• _Dataset extract_
-*-*-

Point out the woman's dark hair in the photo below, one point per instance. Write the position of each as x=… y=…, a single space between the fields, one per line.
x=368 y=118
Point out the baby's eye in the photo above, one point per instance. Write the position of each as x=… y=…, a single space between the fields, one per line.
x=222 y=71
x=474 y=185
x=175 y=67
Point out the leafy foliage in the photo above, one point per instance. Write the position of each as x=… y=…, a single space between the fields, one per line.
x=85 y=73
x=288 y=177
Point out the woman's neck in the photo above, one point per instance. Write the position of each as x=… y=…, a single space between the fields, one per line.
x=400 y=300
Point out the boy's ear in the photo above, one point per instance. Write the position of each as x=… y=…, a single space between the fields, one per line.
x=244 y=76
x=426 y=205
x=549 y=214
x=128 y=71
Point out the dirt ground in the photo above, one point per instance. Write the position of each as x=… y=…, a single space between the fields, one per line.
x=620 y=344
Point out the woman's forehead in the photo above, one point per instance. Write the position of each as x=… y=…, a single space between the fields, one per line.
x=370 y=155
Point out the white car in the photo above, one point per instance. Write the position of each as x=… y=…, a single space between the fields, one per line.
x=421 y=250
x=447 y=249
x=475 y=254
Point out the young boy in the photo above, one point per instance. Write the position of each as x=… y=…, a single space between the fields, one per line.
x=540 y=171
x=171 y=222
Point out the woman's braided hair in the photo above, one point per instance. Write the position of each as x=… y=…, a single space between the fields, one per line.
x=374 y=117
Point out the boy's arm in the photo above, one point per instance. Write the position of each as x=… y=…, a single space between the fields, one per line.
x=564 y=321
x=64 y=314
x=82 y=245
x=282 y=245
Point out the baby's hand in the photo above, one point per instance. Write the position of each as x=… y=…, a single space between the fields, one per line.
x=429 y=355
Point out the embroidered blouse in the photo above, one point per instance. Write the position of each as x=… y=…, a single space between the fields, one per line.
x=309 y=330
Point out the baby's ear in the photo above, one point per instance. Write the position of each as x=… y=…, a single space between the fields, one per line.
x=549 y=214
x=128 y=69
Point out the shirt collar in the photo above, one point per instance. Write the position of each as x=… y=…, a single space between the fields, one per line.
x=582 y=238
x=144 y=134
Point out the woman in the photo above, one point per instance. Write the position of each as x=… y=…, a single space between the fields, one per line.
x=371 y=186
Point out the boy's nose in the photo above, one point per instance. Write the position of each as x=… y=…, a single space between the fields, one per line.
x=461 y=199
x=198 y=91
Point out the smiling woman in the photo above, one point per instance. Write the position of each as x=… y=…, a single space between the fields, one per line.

-*-*-

• _What is needed_
No line before the one containing "Point out the embroidered" should be copied; restate that line and all the rest through the end of the data above word for word.

• _Reply to the task_
Point out the embroidered blouse in the photo above, one point per instance. Write the position of each as x=… y=…, a single space between the fields, one per line.
x=309 y=330
Point out the baby's ear in the photo above, one point per instance. Write the position of each as x=… y=…, a single space between the fields, one per line.
x=549 y=214
x=128 y=69
Point out the shirt collar in the photo above, one point per instance. Write the position of each as x=… y=…, a single space between the fields, one per line.
x=582 y=238
x=144 y=134
Point out the woman in the photo above, one point per instance. Write the position of each as x=… y=…, a single space between the fields, one per line.
x=371 y=186
Point out the boy's nose in the photo above, one point per instance. Write the position of each as x=… y=…, a single space between the fields, one per line.
x=461 y=199
x=198 y=91
Point out the smiling woman in the photo above, one point per instance. Write the position of each as x=… y=…, a single space between the fields, one per line.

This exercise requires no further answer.